Allaitement et espace public

Me revoilà, un enfant et quelques (quelques seulement…) transformations plus tard. Je ne ferai pas un article sur la réalité brute de la maternité de manière générale, je pense qu’il en existe déjà, bien que chaque expérience soit singulière. Si je me trompe, n’hésitez pas à me le dire en commentaire de cet article.

Je vais profiter de la semaine française de l’allaitement pour me concentrer sur cet aspect particulier de la maternité qu’est l’allaitement. Et plus précisément l’allaitement dans un espace public. Il s’en dit et s’en lit beaucoup à ce propos: des femmes qui ont allaité au musée, dans un café, au restaurant, dans un parc, et pour la plupart cela se passe très bien. Toutefois, certaines doivent faire face à des commentaires acerbes, à des regards intimidants ou jugeants, lorsque ce n’est pas à des agressions physiques (nombre d’articles de faits divers existent à ce sujet) !

C’est un acte pas banal, mais naturel. L’intime et le public s’entrechoquent.

Comment comprendre que certaines personnes ressentent une telle agressivité, un tel rejet, voire un profond dégoût pour ces femmes qui allaitent dans un lieu public ?

C’est un acte pas banal, mais naturel. L’intime et le public s’entrechoquent. La relation entre une mère allaitante et son bébé peut renvoyer à l’observateur une telle fusion, une telle complicité, qu’il peut se sentir exclus et avoir envie d’exclure en retour.

Mais il y a aussi le fait que les seins sont aujourd’hui quasiment exclusivement considérés comme des attributs érotiques. On oublie leur fonction nourricière, qui n’a rien de sexuel. C’est donc non seulement l’intime et le public qui s’entrechoquent, mais l’érotique et le naturel (on pourrait même dire l’essentiel, le physiologique).

Et si le malaise que ressentent certains à la vue d’une femme qui allaite provenait de cette imbrication ?

### Matériel fourni
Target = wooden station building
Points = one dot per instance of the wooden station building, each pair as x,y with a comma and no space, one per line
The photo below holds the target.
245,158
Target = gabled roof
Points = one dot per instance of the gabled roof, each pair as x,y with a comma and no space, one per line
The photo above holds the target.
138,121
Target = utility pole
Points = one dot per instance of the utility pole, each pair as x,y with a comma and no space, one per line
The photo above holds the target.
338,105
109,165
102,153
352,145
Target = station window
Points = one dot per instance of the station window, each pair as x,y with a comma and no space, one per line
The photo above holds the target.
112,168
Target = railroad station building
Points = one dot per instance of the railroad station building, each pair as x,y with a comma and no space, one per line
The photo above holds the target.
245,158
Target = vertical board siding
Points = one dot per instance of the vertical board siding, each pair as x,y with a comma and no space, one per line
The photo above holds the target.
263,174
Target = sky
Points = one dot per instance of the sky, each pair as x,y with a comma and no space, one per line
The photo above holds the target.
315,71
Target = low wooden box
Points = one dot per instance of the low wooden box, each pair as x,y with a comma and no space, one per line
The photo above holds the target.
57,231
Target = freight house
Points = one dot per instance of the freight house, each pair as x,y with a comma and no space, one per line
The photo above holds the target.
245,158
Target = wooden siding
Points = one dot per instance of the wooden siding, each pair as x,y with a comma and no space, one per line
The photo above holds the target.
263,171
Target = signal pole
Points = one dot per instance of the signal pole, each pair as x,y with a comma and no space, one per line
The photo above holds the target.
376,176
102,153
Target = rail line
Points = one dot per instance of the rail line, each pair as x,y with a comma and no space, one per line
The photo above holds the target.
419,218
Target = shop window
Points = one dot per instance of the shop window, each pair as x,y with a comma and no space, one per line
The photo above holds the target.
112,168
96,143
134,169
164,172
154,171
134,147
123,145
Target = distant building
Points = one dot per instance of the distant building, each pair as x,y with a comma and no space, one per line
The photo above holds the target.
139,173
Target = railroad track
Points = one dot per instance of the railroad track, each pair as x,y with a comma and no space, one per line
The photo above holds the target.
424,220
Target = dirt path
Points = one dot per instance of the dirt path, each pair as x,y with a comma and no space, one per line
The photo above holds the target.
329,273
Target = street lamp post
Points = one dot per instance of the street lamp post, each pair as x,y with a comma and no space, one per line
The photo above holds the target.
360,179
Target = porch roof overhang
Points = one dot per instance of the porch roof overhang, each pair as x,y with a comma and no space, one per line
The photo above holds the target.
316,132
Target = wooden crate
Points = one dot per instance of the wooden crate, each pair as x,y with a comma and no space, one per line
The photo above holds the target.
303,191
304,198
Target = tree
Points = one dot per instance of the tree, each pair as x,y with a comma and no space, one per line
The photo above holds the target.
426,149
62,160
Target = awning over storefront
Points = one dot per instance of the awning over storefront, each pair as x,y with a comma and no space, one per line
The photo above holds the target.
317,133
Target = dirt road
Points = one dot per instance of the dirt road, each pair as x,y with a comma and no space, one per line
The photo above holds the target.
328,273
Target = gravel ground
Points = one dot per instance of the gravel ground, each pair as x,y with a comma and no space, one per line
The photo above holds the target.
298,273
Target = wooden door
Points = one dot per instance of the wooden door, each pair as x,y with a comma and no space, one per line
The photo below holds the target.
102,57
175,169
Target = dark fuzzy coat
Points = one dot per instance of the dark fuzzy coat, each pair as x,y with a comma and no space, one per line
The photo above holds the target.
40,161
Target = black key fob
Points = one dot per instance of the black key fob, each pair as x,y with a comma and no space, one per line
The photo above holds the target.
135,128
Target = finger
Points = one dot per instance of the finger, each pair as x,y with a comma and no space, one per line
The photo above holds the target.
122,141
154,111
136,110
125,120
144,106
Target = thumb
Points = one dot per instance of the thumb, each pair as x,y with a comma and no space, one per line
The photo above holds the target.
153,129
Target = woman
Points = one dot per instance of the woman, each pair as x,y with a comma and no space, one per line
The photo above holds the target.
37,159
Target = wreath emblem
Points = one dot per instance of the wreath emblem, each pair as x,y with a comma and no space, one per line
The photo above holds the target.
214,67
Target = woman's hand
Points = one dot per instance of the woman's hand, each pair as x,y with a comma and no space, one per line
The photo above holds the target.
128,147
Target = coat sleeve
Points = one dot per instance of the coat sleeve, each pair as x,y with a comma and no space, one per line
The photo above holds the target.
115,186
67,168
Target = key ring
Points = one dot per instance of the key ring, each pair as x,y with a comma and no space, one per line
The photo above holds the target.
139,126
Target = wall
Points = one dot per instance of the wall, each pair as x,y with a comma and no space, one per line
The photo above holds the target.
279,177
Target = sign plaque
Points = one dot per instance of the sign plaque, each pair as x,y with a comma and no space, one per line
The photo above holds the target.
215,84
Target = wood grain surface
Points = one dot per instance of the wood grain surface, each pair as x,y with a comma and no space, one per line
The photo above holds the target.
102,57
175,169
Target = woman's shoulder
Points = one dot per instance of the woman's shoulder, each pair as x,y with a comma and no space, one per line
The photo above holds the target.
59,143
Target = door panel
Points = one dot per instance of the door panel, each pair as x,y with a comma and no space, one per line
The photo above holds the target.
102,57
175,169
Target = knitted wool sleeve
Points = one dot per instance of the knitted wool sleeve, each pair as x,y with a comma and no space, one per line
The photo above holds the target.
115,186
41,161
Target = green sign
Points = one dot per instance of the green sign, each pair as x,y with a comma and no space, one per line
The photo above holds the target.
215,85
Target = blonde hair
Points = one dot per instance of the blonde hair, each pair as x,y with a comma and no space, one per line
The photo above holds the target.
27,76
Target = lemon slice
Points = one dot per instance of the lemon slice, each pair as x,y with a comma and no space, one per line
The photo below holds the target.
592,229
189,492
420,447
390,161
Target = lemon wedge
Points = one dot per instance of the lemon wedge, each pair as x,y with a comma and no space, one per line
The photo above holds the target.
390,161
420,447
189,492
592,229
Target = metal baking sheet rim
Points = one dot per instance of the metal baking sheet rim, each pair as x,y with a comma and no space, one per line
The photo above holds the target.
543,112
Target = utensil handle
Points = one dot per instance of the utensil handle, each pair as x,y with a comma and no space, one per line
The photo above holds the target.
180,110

### Consigne de travail 1
D'après le texte sur l'allaitement en public, comment les seins sont-ils aujourd'hui presque exclusivement considérés ?
### Consigne de travail 2
Reprenez le texte sur l'allaitement en public à partir de sa dernière phrase et rédigez-en la suite.
Les lignes forment un matériel à part, indépendant du texte sur l'allaitement en public.

### Réponse rédigée 1
Comme des attributs érotiques.

### Réponse rédigée 2
Vos avis m’intéressent.

Avoir de l’espoir en 2022: une impertinence ?

2022. Le Covid fait place à la guerre en Ukraine et, toujours, la crise climatique subsiste en toile de fond. Peut-on encore oser se projeter dans l’avenir, faire preuve d’optimisme, être heureux ? Peut-on encore exiger de “déjeuner en paix”, comme dans la célèbre chanson de Stephan Eicher ? Ou est-ce faire preuve d’impertinence, voire de déni ?

Je me suis en effet demandé ces derniers temps si j’étais dans le déni. Certes, je me sens impuissante pour ce qui se passe au niveau social et géopolitique, j’ai de l’empathie et de la compassion pour les millions de personnes qui vivent actuellement dans la peur et qui subissent la guerre. Malgré cela, je reste optimiste, j’ai envie de faire des projets d’avenir, je ne me sens pas gouvernée par la peur ou la méfiance vis-à-vis des autorités. Alors je m’interroge. Suis-je inconsciente ? Ou ai-je l’habitude d’être au plus proche de mes angoisses, ce qui me permet de gérer les événements actuels avec plus de recul ?

Comment concilier sa trajectoire individuelle, personnelle, et la trajectoire plus globale d’un groupe social donné ?

Je vois dans ces questionnements une tension entre l’accent mis sur la collectivité d’une part et l’accent mis sur l’individu d’autre part – dans une conception où l’individualisme n’est pas synonyme d’égoïsme ou de refus de l’autorité. Comment concilier sa trajectoire individuelle, personnelle, et la trajectoire plus globale du groupe social  ?

En effet, que ce soit à travers le vécu de la pandémie du Covid, à travers la guerre actuelle que subit l’Ukraine ou à travers la crise climatique/environnementale, la question est de savoir dans quelle mesure nous sommes prêts à sacrifier une part de notre individualisme au profit de la collectivité.

Dans moins de trois mois, je mettrai au monde mon premier enfant. Cela me pousse probablement à privilégier, en cette période précise, un regard tourné vers moi et vers mon monde interne, qui s’attelle à créer une nouvelle vie. Ceci explique peut-être pourquoi je ne suis pas gagnée par l’angoisse ou le désespoir face à la situation sociale, économique et écologique globale dans le monde.

Et vous ? Comment conciliez-vous ces deux pôles ?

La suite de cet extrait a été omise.